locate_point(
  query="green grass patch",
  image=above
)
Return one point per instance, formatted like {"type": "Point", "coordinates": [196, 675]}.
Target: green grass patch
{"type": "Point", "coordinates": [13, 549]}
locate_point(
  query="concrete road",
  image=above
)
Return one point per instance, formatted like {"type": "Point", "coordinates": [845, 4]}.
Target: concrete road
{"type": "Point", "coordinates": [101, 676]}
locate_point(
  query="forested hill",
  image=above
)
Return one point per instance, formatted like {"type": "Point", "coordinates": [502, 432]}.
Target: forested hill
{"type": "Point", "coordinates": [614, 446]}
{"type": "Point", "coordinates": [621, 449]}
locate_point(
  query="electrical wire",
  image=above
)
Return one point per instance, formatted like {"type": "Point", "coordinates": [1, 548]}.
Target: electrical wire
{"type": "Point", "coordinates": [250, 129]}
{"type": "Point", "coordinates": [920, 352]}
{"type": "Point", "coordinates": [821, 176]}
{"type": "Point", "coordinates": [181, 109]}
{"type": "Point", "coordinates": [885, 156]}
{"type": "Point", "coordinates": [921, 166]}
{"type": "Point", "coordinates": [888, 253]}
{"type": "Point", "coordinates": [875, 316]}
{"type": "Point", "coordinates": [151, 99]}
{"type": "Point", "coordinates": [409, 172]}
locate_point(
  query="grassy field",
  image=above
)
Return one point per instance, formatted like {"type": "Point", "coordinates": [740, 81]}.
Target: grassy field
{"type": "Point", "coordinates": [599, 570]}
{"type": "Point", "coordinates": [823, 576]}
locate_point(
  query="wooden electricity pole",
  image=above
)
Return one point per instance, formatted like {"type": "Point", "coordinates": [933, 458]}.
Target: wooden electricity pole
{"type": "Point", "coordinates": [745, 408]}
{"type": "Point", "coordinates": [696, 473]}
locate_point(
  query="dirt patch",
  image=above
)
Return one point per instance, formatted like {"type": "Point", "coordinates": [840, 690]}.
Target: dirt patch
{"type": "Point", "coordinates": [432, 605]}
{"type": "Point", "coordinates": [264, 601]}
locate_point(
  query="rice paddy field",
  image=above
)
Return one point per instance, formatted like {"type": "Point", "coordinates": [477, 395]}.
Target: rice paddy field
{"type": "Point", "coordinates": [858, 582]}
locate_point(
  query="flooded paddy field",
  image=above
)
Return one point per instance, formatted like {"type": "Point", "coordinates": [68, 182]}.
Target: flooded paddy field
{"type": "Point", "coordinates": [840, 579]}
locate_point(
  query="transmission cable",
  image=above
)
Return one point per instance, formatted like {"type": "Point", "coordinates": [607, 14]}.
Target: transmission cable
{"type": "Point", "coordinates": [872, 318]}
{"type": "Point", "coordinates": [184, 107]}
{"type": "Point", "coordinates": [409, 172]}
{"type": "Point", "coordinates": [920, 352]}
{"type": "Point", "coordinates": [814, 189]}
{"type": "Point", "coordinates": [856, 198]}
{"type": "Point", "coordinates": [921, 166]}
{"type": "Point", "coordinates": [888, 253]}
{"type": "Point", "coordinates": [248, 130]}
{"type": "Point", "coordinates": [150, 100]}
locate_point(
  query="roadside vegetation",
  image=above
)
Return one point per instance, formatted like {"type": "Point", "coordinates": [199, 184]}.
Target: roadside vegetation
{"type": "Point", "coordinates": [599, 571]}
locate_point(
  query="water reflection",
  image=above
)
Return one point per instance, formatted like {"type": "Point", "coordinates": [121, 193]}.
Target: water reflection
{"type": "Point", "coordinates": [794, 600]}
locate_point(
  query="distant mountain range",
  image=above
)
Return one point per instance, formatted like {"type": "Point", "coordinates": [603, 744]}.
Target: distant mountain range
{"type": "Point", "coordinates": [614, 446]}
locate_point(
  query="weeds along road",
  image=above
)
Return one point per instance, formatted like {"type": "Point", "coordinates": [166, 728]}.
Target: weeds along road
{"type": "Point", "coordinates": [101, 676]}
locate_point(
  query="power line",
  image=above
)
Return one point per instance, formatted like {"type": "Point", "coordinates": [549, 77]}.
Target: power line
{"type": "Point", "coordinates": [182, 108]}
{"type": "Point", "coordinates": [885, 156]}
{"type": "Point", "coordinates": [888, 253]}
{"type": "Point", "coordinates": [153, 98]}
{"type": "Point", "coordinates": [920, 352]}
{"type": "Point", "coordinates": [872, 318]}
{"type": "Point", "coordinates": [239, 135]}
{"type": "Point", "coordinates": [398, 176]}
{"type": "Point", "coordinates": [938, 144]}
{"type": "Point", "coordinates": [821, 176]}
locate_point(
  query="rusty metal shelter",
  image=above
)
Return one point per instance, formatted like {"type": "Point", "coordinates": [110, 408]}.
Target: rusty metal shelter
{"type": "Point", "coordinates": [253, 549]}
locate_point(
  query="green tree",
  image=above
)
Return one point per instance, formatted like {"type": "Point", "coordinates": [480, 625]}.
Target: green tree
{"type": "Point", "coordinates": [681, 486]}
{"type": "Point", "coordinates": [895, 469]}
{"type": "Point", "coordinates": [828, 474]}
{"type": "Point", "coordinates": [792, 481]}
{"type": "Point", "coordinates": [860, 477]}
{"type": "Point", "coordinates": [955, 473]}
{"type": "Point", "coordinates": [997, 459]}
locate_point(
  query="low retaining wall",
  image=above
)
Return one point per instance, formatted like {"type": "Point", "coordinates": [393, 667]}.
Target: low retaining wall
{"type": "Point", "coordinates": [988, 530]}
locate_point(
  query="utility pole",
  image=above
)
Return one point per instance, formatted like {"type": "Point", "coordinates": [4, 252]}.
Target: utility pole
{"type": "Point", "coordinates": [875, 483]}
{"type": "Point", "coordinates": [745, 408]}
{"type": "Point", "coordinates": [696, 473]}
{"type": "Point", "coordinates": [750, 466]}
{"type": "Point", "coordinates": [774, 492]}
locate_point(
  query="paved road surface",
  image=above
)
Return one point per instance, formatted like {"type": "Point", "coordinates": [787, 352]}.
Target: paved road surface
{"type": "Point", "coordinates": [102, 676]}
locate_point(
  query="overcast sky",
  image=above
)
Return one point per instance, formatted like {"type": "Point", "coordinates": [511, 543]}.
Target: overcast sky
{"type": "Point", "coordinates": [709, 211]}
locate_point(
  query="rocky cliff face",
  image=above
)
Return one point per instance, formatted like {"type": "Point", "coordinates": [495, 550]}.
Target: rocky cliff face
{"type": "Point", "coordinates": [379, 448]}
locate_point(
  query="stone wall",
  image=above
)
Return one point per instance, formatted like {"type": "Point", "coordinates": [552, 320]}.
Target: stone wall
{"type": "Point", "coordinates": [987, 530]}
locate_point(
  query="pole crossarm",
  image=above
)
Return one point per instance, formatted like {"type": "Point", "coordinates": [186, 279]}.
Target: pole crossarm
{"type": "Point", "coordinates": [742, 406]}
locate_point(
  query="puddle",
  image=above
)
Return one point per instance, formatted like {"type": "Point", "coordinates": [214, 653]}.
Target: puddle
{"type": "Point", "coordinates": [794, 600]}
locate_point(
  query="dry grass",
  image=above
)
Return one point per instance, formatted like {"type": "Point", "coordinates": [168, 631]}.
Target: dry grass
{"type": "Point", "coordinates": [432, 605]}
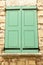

What to work on:
Select every line in the data above that contains the string "rice", and copy those lines out. Treat uppercase and lowercase as different.

Solution below:
  query="rice paddy field",
Target: rice paddy field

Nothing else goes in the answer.